◆ Exercise requirements: Repeat everything from the start of the records down to the line containing "negative clicks: (94, 217)", both ends included.

--- START ---

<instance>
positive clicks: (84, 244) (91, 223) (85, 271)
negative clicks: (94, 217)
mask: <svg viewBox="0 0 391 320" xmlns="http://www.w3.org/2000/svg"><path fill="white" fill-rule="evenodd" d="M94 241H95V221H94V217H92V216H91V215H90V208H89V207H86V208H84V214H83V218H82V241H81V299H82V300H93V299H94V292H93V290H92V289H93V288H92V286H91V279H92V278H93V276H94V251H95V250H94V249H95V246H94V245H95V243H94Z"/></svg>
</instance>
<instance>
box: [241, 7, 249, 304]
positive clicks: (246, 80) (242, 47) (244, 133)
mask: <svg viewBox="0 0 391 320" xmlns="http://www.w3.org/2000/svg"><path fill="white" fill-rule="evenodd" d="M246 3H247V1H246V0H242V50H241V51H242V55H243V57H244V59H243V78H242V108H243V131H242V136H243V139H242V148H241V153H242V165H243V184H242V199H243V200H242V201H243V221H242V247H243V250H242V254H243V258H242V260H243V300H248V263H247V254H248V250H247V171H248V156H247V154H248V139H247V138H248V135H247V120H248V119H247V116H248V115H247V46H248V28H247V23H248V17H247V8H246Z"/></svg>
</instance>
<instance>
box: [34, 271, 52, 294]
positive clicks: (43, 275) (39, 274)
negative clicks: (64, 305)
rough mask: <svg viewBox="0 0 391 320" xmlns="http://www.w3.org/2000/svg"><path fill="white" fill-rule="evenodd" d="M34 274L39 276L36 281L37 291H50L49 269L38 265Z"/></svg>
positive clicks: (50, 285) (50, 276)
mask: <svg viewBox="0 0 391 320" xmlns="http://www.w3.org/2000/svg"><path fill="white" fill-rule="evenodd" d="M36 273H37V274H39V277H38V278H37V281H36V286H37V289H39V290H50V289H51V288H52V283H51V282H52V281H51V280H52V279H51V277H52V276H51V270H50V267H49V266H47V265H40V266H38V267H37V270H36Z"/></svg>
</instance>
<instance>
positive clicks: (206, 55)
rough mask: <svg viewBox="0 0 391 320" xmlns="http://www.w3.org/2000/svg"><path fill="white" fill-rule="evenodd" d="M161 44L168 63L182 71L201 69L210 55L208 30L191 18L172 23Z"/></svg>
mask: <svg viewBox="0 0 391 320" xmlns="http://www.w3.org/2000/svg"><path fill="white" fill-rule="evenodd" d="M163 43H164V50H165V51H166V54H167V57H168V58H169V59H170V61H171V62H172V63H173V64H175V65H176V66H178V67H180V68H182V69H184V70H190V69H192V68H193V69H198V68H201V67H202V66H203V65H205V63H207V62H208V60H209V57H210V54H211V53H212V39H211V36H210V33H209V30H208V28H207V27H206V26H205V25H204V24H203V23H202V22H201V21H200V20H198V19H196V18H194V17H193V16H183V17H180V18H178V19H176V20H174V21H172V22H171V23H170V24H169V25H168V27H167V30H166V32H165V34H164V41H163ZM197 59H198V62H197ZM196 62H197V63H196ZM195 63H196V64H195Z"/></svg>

--- END ---

◆ Exercise response:
<instance>
positive clicks: (84, 244) (91, 223) (85, 271)
negative clicks: (94, 217)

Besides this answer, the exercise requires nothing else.